▸ Directions
A. Quote the Fios cable card fee thread from "## BigJimOutlaw (Mar" up to and including "a while back.".
B. Extend the Fios cable card fee thread past its final line.

:: Page extract ::

# $79 for Fios Cable Card Installation??



## simonmason (Sep 2, 2004)

I just ordered a cable card from Verizon Fios for my Tivo HD. They said they have to send a technician to the house to "program" it and they are charging me $79.95 for the service call. Does that sound right??


----------



## ciscokid (Jan 14, 2003)

Nope! Since the installation be a tech is required byt THEM, they won't charge you! That's what happened when I called them to get one installed!


----------



## BigJimOutlaw (Mar 21, 2004)

They do have to send a tech out, but unfortunately Verizon customer service is often (still) wrong about the fee. They will say there is a $80 fee, but there won't actually be one. They stopped charging this fee a while back.


----------



## simonmason (Sep 2, 2004)

So I just let the tech come and then they won't charge me?


----------



## bkdtv (Jan 9, 2003)

simonmason said:


> So I just let the tech come and then they won't charge me?


Correct.


----------



## Gregor (Feb 18, 2002)

Incorrect.

I did the install a couple months back, and the charge showed up. The tech showed up but I told him what to do. Disputed it, but no joy.


----------



## bkdtv (Jan 9, 2003)

Gregor said:


> Incorrect.
> 
> I did the install a couple months back, and the charge showed up. The tech showed up but I told him what to do. Disputed it, but no joy.

:::
:: Listing ::

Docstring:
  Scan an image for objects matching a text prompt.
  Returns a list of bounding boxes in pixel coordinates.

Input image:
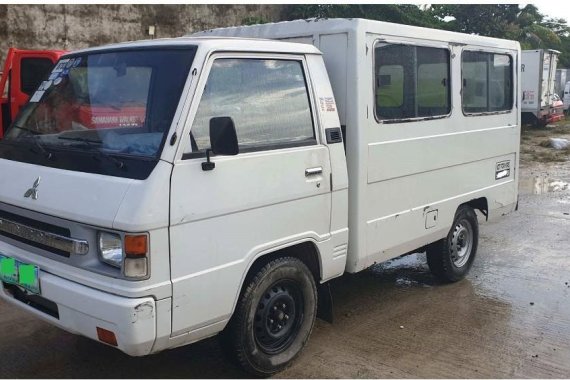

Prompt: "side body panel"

[195,19,520,272]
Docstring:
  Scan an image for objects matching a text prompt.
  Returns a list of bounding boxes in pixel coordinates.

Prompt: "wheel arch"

[227,239,322,315]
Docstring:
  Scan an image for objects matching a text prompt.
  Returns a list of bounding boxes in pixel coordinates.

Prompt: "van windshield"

[0,46,195,178]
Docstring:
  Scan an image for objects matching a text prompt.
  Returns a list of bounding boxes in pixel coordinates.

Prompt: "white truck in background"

[554,69,570,99]
[0,19,521,375]
[521,49,564,126]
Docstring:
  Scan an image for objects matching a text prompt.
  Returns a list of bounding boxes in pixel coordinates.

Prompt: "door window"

[374,43,451,122]
[20,58,53,96]
[187,58,316,153]
[461,51,513,113]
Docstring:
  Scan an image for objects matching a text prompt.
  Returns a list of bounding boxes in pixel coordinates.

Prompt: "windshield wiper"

[24,137,54,160]
[58,136,127,170]
[12,125,41,136]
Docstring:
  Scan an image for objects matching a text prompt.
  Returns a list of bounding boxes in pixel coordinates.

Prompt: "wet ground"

[0,170,570,378]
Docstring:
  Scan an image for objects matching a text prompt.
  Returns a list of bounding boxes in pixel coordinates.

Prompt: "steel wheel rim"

[449,219,473,268]
[253,280,304,355]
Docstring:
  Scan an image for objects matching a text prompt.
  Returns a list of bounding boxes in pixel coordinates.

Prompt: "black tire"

[426,205,479,282]
[220,257,317,377]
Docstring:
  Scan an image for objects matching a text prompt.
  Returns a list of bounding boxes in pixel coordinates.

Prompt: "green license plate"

[0,255,40,294]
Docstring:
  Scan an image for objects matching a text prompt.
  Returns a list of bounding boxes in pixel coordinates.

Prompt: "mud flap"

[317,282,333,323]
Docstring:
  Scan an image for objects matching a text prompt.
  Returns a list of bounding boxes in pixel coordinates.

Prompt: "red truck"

[0,48,67,139]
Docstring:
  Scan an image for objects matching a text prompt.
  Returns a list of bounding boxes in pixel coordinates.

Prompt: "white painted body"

[521,49,560,119]
[562,81,570,110]
[197,19,520,272]
[0,20,520,355]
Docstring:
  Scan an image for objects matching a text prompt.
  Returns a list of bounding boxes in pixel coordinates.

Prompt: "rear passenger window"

[374,43,451,121]
[192,58,316,152]
[461,51,513,113]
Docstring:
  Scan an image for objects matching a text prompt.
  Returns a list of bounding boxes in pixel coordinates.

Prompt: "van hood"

[0,159,132,228]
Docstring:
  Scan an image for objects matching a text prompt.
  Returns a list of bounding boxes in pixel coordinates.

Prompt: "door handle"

[305,166,323,177]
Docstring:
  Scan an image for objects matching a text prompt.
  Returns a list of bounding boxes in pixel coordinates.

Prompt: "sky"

[532,0,570,22]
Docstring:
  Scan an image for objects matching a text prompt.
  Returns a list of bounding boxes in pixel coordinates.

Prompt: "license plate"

[0,255,40,294]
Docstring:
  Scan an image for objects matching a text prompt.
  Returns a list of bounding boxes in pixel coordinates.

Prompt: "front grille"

[0,210,71,257]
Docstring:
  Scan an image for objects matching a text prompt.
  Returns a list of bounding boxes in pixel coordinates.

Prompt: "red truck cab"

[0,48,67,139]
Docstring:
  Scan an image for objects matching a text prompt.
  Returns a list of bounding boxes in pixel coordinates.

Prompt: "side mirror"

[202,116,239,171]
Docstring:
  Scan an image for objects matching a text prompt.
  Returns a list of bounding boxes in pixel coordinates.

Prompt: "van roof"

[192,18,520,50]
[64,36,321,54]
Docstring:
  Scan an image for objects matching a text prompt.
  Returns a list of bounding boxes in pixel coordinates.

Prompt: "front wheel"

[426,205,479,282]
[221,257,317,376]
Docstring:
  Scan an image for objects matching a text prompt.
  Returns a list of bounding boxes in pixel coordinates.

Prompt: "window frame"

[459,48,517,117]
[181,52,321,160]
[20,56,55,97]
[372,38,454,124]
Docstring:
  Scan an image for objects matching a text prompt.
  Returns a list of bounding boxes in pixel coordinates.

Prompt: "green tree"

[284,4,570,67]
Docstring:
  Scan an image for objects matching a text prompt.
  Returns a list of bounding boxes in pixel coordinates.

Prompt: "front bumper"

[0,262,157,356]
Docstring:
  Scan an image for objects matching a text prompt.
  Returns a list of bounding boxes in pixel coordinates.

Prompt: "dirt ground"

[0,123,570,378]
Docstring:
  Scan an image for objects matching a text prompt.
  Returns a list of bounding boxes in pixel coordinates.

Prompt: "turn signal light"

[125,235,148,256]
[97,327,117,347]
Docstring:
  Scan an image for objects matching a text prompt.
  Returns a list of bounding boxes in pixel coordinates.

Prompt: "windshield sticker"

[30,90,45,103]
[52,59,69,73]
[38,80,53,91]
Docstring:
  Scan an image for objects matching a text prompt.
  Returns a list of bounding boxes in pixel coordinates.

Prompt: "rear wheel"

[426,205,479,282]
[221,257,317,376]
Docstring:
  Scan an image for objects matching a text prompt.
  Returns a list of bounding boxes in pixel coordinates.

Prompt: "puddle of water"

[519,176,569,194]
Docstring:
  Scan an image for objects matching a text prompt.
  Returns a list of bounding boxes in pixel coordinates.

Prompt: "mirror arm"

[202,148,216,171]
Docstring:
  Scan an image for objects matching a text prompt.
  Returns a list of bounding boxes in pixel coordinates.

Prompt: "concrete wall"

[0,4,283,63]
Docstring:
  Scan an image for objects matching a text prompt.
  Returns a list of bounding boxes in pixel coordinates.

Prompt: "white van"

[0,19,520,375]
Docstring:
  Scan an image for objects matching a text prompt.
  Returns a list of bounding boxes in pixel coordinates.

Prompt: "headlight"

[99,232,123,268]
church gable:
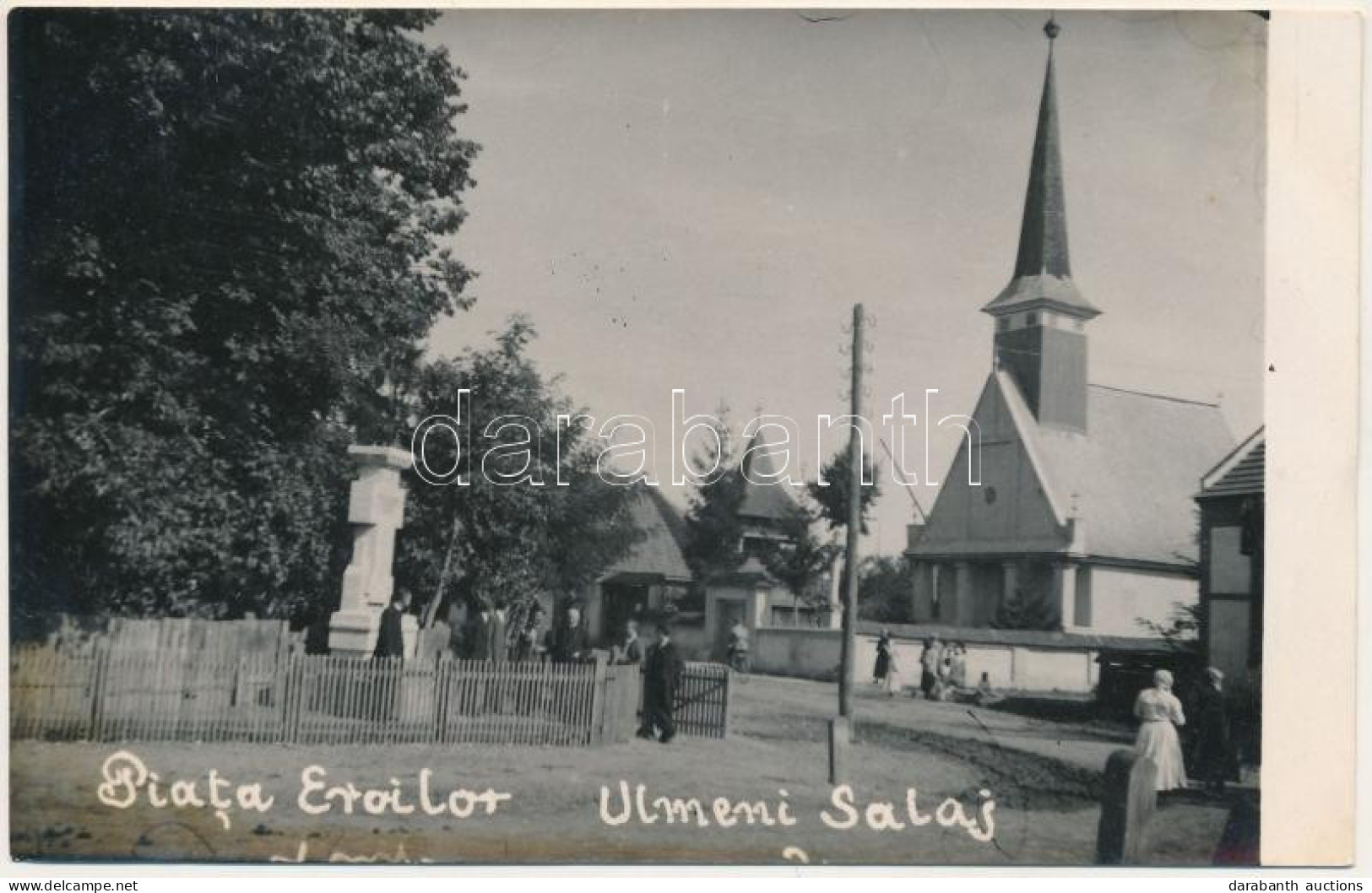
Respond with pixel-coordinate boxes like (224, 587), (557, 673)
(913, 373), (1071, 555)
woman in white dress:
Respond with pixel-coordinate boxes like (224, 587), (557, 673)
(1133, 669), (1187, 792)
(884, 649), (906, 698)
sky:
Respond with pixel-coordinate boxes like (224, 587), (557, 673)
(426, 9), (1266, 555)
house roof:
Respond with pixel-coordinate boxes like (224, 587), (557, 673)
(1196, 428), (1268, 500)
(738, 428), (796, 522)
(605, 487), (691, 583)
(997, 371), (1234, 564)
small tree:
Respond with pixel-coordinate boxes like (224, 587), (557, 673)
(766, 501), (843, 603)
(1135, 602), (1209, 654)
(395, 317), (639, 625)
(858, 555), (914, 623)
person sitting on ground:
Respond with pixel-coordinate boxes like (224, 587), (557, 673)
(729, 620), (748, 669)
(919, 635), (942, 698)
(972, 671), (1006, 706)
(615, 620), (643, 664)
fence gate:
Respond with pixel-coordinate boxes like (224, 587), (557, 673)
(672, 663), (730, 738)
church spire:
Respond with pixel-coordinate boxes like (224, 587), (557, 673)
(983, 18), (1100, 432)
(984, 18), (1099, 320)
(1016, 19), (1071, 277)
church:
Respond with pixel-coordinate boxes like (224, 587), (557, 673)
(906, 20), (1234, 641)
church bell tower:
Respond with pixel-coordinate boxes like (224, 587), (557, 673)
(983, 19), (1100, 432)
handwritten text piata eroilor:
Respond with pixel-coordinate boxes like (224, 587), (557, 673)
(96, 750), (996, 842)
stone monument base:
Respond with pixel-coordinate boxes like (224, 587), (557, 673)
(329, 608), (419, 657)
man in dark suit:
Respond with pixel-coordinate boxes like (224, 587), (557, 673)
(371, 591), (410, 720)
(638, 623), (682, 744)
(549, 605), (590, 664)
(371, 591), (409, 657)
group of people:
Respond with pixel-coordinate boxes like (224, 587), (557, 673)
(373, 593), (685, 744)
(871, 630), (1001, 706)
(1133, 667), (1239, 793)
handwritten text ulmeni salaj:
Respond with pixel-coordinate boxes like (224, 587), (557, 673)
(599, 781), (996, 842)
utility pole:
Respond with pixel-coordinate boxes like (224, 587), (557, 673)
(829, 305), (865, 785)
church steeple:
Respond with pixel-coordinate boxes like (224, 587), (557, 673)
(1016, 19), (1071, 279)
(983, 18), (1100, 430)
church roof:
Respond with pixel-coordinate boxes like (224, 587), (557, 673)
(994, 371), (1234, 564)
(738, 428), (796, 522)
(1196, 426), (1268, 500)
(605, 487), (691, 583)
(983, 20), (1100, 318)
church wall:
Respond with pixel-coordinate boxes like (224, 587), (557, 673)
(1084, 566), (1201, 636)
(752, 628), (1098, 697)
(918, 380), (1065, 553)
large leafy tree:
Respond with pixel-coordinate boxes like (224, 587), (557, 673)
(395, 317), (639, 616)
(9, 9), (476, 623)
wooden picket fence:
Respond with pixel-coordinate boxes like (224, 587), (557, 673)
(9, 649), (729, 746)
(672, 663), (733, 738)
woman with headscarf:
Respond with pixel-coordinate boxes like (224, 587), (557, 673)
(1133, 669), (1187, 792)
(871, 630), (891, 686)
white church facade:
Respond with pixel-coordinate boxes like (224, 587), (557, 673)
(906, 22), (1234, 643)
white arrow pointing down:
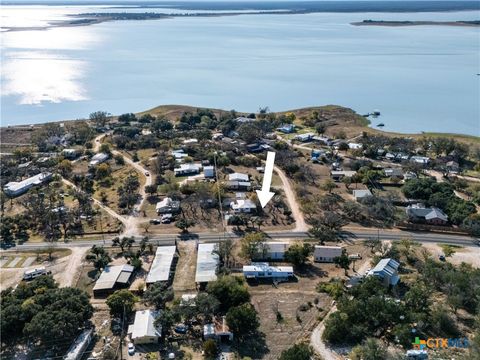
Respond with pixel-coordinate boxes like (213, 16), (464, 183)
(257, 151), (275, 208)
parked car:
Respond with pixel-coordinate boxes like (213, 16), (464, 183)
(128, 343), (135, 355)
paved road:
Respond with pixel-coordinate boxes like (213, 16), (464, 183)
(9, 230), (473, 249)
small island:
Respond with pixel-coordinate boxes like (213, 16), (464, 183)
(351, 20), (480, 26)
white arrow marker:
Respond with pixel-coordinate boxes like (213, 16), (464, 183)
(257, 151), (275, 208)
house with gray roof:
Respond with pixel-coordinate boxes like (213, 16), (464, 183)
(406, 204), (448, 225)
(367, 258), (400, 286)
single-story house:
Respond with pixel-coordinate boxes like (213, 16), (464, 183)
(313, 245), (343, 262)
(277, 124), (295, 134)
(383, 168), (403, 178)
(203, 316), (233, 342)
(406, 204), (448, 225)
(203, 165), (215, 178)
(295, 133), (315, 142)
(93, 264), (134, 296)
(173, 163), (202, 176)
(145, 245), (177, 285)
(410, 156), (430, 165)
(243, 262), (294, 280)
(195, 243), (219, 285)
(255, 241), (290, 260)
(128, 309), (162, 345)
(235, 116), (255, 124)
(172, 149), (188, 162)
(155, 197), (180, 214)
(367, 258), (400, 286)
(312, 136), (332, 146)
(3, 172), (52, 197)
(183, 139), (198, 145)
(228, 173), (250, 181)
(62, 149), (78, 159)
(230, 199), (257, 213)
(348, 143), (363, 150)
(353, 189), (372, 201)
(445, 160), (460, 173)
(88, 153), (110, 167)
(330, 170), (357, 181)
(225, 181), (252, 191)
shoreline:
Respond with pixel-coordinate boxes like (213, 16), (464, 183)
(0, 104), (480, 141)
(0, 6), (480, 33)
(350, 20), (480, 27)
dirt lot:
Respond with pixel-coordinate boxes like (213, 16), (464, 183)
(423, 244), (480, 268)
(173, 241), (197, 297)
(0, 248), (79, 290)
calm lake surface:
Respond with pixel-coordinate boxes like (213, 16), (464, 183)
(1, 6), (480, 136)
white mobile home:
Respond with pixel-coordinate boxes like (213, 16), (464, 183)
(195, 243), (219, 284)
(313, 245), (343, 262)
(3, 172), (52, 197)
(243, 263), (293, 280)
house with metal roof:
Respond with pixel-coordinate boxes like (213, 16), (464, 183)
(3, 172), (52, 197)
(406, 204), (448, 225)
(155, 197), (180, 214)
(243, 262), (294, 281)
(128, 310), (162, 345)
(195, 243), (219, 285)
(88, 153), (110, 167)
(367, 258), (400, 286)
(230, 199), (257, 213)
(93, 264), (134, 296)
(146, 246), (177, 285)
(173, 163), (202, 176)
(353, 189), (372, 201)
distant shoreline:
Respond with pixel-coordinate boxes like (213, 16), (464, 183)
(350, 20), (480, 27)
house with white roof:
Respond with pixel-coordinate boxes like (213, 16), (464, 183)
(313, 245), (343, 262)
(173, 163), (202, 176)
(93, 264), (134, 296)
(367, 258), (400, 286)
(230, 199), (257, 213)
(228, 173), (250, 181)
(353, 189), (372, 201)
(128, 309), (162, 345)
(145, 246), (177, 285)
(243, 262), (294, 281)
(195, 243), (219, 285)
(88, 153), (110, 167)
(155, 197), (180, 214)
(3, 172), (52, 197)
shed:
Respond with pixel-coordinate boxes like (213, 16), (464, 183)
(128, 310), (162, 344)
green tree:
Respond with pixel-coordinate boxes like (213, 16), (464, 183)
(106, 289), (137, 318)
(279, 343), (313, 360)
(203, 339), (218, 360)
(226, 303), (260, 340)
(350, 338), (388, 360)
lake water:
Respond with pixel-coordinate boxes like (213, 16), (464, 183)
(0, 6), (480, 135)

:::

▸ Task responses
A.
## BigJimOutlaw (Mar 21, 2004)

They do have to send a tech out, but unfortunately Verizon customer service is often (still) wrong about the fee. They will say there is a $80 fee, but there won't actually be one. They stopped charging this fee a while back.

B.
Per Verizon corporate policy, there is no charge for truck rolls where the only action performed is a CableCard install.

There was an error in your order, or you requested a service call for more than CableCards. Even so, you could have had the charge removed at the Verizon.com forums or DSLReports.

The truck roll is only waived if your installation order is for CableCards and CableCards only. Add anything else, anything at all, to the initial order and you can be charged. If the truck roll order is placed to upgrade, replace, or remove other devices, or to setup a new outlet, then you can also be charged.

If you want to return or remove existing equipment, do not mention that when you order the CableCard. Give it to the installer when they arrive (get a receipt), or request a prepaid mailing label. Verizon charges $79 for truck roll orders where the caller references equipment removal.


----------



## TerpBE (Jan 23, 2003)

simonmason said:


> So I just let the tech come and then they won't charge me?


That's what my experience was a couple of months ago. They said they had to charge me, but never actually did.

From what I've read, they don't even have any way to enter the cablecard installation fee into their system, so they CAN'T charge you, unless they (incorrectly) enter it as a generic service call.


----------



## greggt007 (Dec 9, 2005)

i was told of this fee as well. do you know if they charge no fee to install an m card and uninstall two s cards?


----------



## joy_division (Nov 22, 2007)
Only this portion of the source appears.